* GIVEN EXERCISE A
Update the mailing-list post about cities. Rewrite the part that opens with the words "After reading all" and closes with "those movements.", putting "raiders" wherever "pirates" appears.

-- begin PASSAGE SHOWN --

[-empyre-] Resilient Latin America: Reconnecting Urban Policyand the Collective's Imagination

Ana Valdés agora158 at gmail.com
Wed Mar 28 23:52:09 EST 2012


Thank you Alejandro for an interesting text! And Brian and Teddy!
After reading all those posts regarding the city and it's possibilities and
challenges I was thinking about the origin of the cities. Who made the
cities and for whom the cities were built? I think I need to go to Diegos
rich text to reflect further about settlers versus nomadic. The Greek built
cities to protect themselves from pirates and robbers, the state was born
from these cities or settlements. The cities organized (and still does) the
people's dwellings and workplaces to facilitate the conmuting between
workplace and house, the idea of Owen's falansterium (it was Alicia Migdal
who put my thought in this direction, thanks for it), a development of the
cloister as unity of production is precisely to avoid or make unnecessary
those movements.

-- end PASSAGE SHOWN --
-- begin MATERIAL FOR THIS EXERCISE --

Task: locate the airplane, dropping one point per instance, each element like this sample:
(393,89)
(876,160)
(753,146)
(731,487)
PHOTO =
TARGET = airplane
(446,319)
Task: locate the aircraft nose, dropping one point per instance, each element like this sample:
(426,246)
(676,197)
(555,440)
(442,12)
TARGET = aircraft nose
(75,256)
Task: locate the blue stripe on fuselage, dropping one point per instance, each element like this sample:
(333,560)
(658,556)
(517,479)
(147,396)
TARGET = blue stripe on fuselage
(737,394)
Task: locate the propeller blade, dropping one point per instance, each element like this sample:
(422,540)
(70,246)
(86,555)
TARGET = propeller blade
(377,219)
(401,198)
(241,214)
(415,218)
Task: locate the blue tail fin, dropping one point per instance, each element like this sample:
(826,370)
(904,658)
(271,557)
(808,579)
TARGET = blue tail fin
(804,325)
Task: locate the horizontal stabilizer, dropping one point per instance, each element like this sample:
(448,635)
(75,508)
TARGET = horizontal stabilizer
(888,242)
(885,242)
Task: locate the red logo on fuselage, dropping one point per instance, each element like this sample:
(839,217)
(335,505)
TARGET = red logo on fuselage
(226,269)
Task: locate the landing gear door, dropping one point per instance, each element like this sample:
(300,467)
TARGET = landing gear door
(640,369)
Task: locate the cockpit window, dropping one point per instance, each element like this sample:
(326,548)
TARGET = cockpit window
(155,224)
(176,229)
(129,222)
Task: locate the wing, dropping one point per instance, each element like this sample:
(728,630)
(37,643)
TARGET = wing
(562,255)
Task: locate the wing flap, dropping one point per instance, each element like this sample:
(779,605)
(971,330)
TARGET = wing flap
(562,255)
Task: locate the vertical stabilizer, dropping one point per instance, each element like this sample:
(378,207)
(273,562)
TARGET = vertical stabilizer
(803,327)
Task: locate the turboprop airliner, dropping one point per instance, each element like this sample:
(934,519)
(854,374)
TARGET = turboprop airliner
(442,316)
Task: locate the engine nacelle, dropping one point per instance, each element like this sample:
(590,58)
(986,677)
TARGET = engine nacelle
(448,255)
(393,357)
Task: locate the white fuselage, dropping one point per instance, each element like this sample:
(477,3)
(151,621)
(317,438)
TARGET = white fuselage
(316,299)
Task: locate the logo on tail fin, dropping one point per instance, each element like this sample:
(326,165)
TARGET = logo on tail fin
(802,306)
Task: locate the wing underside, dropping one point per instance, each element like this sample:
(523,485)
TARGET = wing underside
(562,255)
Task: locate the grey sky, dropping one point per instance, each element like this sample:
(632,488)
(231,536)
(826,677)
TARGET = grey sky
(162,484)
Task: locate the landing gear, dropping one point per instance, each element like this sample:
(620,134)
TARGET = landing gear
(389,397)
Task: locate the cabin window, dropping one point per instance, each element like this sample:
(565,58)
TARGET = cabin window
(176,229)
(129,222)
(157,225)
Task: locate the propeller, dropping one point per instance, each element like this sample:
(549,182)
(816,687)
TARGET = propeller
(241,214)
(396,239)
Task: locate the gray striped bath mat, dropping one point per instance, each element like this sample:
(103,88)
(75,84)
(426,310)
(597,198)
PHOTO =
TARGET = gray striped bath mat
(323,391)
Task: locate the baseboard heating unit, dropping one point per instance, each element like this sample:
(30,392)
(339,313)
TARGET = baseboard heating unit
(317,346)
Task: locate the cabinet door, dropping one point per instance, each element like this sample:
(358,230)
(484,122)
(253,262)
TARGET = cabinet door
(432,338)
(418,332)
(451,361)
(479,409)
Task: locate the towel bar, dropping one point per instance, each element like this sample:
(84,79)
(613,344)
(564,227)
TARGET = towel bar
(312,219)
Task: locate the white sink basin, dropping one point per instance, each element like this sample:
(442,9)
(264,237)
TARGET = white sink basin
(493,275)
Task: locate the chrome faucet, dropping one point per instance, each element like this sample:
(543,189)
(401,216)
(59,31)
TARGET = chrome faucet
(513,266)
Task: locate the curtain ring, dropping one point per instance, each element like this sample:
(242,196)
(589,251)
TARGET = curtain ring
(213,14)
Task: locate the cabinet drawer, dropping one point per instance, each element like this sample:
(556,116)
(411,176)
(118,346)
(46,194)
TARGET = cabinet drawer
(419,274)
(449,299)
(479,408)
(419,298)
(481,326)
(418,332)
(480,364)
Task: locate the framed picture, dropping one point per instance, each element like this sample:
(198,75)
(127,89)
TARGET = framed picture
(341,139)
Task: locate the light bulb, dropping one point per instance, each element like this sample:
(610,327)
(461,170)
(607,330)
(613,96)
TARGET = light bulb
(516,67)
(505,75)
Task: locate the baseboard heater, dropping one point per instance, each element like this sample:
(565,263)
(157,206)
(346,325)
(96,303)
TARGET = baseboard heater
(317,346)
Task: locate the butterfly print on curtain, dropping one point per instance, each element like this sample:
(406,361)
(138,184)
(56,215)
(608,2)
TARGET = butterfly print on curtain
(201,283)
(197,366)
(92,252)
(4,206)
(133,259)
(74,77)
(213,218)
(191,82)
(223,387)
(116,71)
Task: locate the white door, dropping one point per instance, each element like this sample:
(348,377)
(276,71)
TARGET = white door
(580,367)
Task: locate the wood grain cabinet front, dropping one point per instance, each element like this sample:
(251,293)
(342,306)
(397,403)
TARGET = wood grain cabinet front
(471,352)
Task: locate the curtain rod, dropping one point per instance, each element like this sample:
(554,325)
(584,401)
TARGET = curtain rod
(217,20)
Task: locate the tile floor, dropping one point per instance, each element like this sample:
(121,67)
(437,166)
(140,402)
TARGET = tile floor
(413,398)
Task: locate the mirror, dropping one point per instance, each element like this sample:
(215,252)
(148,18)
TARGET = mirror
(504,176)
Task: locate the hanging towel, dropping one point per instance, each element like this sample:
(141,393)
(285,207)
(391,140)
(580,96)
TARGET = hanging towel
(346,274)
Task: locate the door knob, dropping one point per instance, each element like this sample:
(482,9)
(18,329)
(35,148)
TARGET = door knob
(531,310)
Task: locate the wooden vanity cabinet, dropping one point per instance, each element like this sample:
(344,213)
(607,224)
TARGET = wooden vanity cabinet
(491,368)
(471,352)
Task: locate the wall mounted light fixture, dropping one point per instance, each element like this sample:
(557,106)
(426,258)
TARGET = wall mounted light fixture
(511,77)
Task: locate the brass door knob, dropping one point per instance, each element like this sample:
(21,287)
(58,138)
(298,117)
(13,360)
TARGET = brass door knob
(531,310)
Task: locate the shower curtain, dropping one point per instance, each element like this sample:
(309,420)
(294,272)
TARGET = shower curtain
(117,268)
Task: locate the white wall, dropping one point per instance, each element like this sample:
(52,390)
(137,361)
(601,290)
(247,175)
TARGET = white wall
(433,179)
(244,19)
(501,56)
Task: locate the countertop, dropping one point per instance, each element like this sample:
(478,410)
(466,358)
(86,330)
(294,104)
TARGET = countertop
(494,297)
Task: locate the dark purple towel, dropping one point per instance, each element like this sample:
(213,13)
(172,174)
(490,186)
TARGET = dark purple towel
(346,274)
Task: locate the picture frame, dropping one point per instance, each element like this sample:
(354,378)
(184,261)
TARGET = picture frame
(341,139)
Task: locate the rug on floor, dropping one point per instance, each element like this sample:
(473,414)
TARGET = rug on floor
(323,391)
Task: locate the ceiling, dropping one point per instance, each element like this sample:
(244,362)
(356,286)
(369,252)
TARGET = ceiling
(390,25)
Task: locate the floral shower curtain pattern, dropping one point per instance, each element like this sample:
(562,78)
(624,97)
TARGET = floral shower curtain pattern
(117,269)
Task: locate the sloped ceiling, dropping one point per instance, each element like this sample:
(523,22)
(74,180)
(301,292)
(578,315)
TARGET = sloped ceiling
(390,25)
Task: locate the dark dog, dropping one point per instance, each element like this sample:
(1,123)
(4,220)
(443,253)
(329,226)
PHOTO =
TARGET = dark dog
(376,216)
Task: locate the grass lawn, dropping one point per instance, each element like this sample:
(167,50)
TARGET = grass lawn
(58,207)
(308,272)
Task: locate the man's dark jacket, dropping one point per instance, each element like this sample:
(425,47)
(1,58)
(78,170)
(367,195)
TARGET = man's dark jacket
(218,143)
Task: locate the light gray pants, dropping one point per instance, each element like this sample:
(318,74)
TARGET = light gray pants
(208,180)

-- end MATERIAL FOR THIS EXERCISE --

* GIVEN EXERCISE B
Collect every line of the records that contains the string "light". Case counts.

* EXERCISE RESPONSE A
After reading all those posts regarding the city and it's possibilities and
challenges I was thinking about the origin of the cities. Who made the
cities and for whom the cities were built? I think I need to go to Diegos
rich text to reflect further about settlers versus nomadic. The Greek built
cities to protect themselves from raiders and robbers, the state was born
from these cities or settlements. The cities organized (and still does) the
people's dwellings and workplaces to facilitate the conmuting between
workplace and house, the idea of Owen's falansterium (it was Alicia Migdal
who put my thought in this direction, thanks for it), a development of the
cloister as unity of production is precisely to avoid or make unnecessary
those movements.

* EXERCISE RESPONSE B
Task: locate the light bulb, dropping one point per instance, each element like this sample:
TARGET = light bulb
Task: locate the wall mounted light fixture, dropping one point per instance, each element like this sample:
TARGET = wall mounted light fixture
Task: locate the light gray pants, dropping one point per instance, each element like this sample:
TARGET = light gray pants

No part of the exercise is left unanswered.